*Source passage*
## start
# Wiring to run furnace fan only



## SaintFrag (Apr 12, 2018)

Furnace:  Frigidaire FG6RC 060C-12a (903045F)
Thermostat:  Honeywell RTH230b - owner's manual​
I poked around the internet and can't seem to find anything to aid in my ignorance.  Perhaps it's lack of sleep from a newborn, so bear with me.

I often have a desire to circulate the air in the house due to temperature differentials between floors.  For instance, last night it was 76 upstairs due to the beautiful sunshine, but 67 downstairs.  The furnace has 5 low voltage terminals as does the thermostat.  They're wired 1:1, meaning R to R, W to W, etc.  I attempted turning the thermostat to cooling mode, dropping the desired temperature down, and turning the fan from Auto to On.  No dice.

How would I adjust the wiring to allow the furnace fan to be run by itself?

Thank you!


----------



## Ludlow (Jun 4, 2018)

Does the furnace have a control board or is it an older unit?


----------



## coaly (Jun 5, 2018)
## end
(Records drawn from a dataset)
## start
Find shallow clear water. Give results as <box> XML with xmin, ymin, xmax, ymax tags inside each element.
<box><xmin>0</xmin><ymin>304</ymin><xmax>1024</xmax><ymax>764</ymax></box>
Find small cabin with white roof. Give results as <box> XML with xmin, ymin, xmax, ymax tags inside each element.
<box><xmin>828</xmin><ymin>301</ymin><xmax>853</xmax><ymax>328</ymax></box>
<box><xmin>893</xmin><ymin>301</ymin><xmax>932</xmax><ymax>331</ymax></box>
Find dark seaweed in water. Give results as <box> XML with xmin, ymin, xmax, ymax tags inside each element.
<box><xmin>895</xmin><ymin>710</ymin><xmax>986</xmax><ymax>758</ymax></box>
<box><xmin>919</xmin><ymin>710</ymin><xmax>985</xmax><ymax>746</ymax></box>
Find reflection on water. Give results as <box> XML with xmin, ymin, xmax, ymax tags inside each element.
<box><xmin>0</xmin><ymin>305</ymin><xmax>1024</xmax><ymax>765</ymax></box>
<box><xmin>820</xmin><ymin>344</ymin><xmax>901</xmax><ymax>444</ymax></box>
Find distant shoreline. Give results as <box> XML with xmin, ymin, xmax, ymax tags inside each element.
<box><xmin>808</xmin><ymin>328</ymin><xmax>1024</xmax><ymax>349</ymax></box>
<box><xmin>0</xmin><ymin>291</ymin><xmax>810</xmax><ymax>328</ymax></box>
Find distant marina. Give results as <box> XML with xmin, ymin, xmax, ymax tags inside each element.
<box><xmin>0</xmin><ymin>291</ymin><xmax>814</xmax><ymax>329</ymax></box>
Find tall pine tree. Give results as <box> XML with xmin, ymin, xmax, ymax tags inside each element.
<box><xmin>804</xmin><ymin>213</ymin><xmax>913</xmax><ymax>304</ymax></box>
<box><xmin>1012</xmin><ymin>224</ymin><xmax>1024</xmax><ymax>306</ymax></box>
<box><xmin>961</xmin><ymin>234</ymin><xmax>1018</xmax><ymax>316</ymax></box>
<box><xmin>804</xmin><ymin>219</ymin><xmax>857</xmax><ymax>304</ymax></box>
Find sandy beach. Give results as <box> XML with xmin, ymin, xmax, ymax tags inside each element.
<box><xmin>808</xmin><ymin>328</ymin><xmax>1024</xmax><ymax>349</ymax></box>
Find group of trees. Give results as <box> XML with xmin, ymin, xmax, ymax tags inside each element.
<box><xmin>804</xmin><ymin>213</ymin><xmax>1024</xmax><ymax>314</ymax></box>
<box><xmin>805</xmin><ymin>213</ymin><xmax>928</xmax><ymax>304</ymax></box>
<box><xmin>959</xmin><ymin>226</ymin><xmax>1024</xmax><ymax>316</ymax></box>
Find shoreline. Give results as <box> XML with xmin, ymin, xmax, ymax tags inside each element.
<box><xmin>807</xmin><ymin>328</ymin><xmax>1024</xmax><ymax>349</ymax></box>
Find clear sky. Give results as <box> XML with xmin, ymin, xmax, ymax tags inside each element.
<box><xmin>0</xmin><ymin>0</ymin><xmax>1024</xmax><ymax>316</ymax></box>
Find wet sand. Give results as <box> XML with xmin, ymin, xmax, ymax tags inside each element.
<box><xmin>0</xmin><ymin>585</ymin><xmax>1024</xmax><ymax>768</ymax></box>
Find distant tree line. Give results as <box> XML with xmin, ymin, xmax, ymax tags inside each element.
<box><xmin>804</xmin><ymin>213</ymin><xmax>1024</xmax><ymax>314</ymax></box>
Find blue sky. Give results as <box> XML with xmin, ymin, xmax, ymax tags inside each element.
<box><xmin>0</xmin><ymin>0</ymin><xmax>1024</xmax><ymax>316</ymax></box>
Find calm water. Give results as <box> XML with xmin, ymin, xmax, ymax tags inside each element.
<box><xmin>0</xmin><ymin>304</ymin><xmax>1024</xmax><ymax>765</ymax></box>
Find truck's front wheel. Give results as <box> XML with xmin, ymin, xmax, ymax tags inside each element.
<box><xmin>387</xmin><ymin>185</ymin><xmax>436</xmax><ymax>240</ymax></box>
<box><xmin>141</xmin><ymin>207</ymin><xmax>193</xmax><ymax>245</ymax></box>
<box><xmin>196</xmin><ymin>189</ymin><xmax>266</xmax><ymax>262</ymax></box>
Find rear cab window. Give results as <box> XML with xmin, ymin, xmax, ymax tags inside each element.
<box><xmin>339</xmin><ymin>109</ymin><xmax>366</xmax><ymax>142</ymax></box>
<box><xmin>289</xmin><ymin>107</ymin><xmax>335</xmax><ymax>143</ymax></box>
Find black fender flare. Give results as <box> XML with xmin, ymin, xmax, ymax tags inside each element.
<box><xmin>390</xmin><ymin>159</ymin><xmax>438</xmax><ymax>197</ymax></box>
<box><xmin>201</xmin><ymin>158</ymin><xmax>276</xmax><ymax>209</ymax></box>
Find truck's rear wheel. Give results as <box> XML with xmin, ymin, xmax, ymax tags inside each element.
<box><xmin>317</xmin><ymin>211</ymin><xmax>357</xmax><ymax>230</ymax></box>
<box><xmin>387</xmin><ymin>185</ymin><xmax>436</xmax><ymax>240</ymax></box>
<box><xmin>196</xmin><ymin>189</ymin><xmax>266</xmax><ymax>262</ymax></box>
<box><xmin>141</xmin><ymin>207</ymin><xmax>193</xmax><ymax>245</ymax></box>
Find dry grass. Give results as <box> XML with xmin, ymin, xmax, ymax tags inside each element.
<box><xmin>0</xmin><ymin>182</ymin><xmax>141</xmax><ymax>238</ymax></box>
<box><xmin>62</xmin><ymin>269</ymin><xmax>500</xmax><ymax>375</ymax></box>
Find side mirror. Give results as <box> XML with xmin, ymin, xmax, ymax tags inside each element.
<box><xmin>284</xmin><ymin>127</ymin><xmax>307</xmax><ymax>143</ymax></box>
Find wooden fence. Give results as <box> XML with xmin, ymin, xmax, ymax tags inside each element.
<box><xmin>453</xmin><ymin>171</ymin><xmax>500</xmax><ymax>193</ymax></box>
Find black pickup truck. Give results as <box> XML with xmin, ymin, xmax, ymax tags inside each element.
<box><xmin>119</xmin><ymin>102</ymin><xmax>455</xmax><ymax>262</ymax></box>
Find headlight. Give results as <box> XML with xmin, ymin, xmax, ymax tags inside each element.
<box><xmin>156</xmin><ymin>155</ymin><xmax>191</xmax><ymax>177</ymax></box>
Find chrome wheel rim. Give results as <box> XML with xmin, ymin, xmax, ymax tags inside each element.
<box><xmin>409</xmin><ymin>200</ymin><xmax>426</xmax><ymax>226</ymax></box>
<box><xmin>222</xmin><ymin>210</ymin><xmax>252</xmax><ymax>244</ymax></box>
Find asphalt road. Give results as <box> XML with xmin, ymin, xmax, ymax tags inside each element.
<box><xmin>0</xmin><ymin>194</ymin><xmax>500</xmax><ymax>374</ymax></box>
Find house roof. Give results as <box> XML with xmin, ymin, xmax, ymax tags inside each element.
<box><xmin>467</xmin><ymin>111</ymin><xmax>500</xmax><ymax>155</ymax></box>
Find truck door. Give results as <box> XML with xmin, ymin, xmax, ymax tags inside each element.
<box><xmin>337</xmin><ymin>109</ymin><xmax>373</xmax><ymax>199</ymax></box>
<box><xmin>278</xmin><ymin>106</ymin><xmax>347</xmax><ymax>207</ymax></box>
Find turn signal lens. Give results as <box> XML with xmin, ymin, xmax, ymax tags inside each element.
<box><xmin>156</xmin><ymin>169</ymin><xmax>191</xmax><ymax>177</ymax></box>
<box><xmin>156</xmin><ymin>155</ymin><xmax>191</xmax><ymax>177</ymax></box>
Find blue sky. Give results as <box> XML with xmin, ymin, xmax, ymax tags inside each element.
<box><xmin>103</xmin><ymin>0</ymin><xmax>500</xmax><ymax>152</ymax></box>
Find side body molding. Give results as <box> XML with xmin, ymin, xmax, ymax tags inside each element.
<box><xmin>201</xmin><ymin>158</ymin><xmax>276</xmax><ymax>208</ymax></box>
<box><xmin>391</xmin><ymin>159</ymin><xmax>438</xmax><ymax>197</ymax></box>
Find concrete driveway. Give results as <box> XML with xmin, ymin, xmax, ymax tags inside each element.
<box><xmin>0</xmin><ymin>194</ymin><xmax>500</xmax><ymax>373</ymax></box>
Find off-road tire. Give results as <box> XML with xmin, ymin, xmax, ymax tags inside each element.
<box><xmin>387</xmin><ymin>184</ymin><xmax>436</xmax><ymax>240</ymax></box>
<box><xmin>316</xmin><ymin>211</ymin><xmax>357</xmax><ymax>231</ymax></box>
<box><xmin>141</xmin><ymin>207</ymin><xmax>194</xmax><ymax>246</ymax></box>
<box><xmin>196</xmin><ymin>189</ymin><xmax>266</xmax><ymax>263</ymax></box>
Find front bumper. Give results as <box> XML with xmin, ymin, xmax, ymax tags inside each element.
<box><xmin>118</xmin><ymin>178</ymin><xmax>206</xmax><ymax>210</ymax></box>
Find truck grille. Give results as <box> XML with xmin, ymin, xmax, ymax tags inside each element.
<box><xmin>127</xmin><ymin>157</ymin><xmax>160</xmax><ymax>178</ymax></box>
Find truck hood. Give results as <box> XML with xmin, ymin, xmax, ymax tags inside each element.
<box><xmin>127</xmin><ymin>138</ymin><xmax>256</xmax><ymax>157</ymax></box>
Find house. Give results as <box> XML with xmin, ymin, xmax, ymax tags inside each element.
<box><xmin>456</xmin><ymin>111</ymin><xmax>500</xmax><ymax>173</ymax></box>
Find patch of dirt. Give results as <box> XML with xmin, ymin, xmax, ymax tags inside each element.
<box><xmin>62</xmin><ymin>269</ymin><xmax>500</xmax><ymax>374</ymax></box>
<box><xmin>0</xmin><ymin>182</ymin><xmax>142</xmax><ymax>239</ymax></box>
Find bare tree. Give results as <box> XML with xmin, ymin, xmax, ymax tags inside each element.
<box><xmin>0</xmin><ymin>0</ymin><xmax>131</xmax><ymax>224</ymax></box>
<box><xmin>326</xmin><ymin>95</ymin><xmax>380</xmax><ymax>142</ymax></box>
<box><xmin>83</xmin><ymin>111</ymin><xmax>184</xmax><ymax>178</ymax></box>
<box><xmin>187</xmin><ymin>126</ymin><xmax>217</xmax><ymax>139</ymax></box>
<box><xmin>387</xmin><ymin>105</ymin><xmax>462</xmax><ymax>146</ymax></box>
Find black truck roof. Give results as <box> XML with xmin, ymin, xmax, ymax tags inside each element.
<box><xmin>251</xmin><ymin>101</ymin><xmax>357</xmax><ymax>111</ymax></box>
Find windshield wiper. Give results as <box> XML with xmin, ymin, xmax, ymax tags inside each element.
## end
*Task instructions*
Output the forum thread on furnace fan wiring word for word, beginning at the words "I often have" and stopping after the words "an older unit?". None of the records is needed here.

*Reply*
I often have a desire to circulate the air in the house due to temperature differentials between floors.  For instance, last night it was 76 upstairs due to the beautiful sunshine, but 67 downstairs.  The furnace has 5 low voltage terminals as does the thermostat.  They're wired 1:1, meaning R to R, W to W, etc.  I attempted turning the thermostat to cooling mode, dropping the desired temperature down, and turning the fan from Auto to On.  No dice.

How would I adjust the wiring to allow the furnace fan to be run by itself?

Thank you!


----------



## Ludlow (Jun 4, 2018)

Does the furnace have a control board or is it an older unit?